▶ [Your instructions]: Write out everything in the material below from the line containing "of the blurred" down to the line containing "pixel 109 125", with both of those lines included.

[Location annotation dataset excerpts]
>> begin

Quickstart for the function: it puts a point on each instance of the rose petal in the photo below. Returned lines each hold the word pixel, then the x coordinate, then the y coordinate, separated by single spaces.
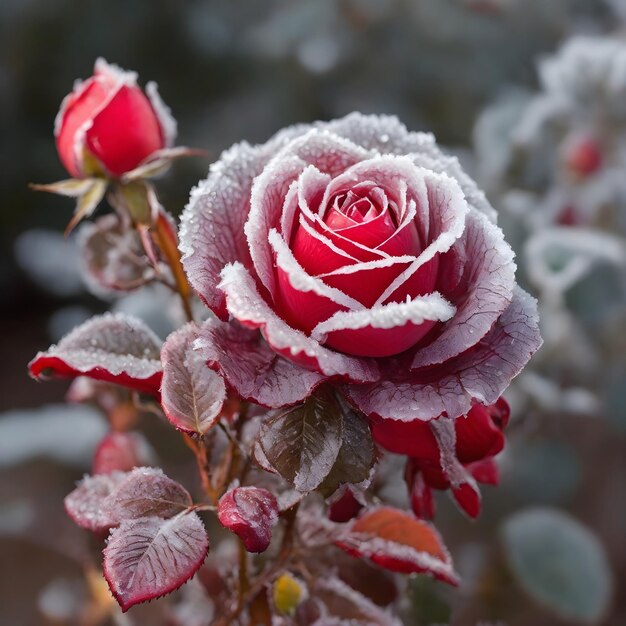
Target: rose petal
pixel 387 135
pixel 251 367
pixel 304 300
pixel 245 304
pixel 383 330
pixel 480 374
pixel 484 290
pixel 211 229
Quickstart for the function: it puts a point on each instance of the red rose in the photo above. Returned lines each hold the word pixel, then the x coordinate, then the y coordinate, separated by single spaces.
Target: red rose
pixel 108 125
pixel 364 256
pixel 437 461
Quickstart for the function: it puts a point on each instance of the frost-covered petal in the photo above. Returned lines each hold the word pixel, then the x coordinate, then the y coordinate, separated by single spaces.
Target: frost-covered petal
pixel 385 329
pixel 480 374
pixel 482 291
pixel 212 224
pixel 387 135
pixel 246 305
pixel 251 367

>> end
>> begin

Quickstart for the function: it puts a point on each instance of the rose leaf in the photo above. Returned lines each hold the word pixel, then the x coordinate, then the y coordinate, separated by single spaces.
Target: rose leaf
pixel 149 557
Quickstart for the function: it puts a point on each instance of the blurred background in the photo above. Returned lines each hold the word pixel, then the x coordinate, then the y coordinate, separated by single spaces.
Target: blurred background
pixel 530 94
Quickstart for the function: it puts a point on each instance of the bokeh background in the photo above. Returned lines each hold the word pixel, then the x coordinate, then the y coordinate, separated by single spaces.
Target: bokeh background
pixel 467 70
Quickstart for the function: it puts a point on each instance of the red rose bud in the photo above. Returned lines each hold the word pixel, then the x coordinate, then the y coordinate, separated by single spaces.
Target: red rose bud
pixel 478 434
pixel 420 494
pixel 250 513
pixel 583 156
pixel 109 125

>> end
>> begin

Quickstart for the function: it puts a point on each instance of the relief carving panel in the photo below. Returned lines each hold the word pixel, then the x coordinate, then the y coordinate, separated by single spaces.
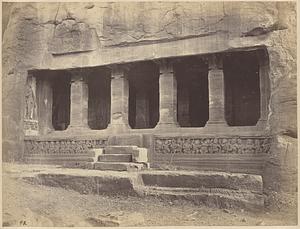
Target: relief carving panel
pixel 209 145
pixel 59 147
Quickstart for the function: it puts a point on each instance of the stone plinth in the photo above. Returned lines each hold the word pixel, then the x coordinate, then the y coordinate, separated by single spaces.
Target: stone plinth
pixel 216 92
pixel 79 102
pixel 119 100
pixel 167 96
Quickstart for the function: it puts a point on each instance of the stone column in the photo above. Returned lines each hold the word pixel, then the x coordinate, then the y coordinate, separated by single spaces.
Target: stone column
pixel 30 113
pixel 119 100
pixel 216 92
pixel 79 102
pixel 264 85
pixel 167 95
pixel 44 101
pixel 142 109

>> end

▶ [Reply]:
Quickstart for the function: it puts a point on each instance of the blurred background in the photo above. Returned lines each hold the word pixel, then the x coordinate, then the y coordinate, separated by single spaces.
Target: blurred background
pixel 530 94
Quickstart for the function: it puts a point on each instance of the bokeh background in the photo above. Returned lines each hold the word pixel, then the x coordinate, then the y coordinate, separated by single spaces.
Target: bokeh background
pixel 467 70
Quickstart for the function: it puts a point on each instance of the red rose bud in the photo above. Returned lines each hold the word pixel, then the x coordinate, then the y coordinate, separated by single spaces.
Target: red rose bud
pixel 478 434
pixel 420 494
pixel 250 513
pixel 583 156
pixel 109 125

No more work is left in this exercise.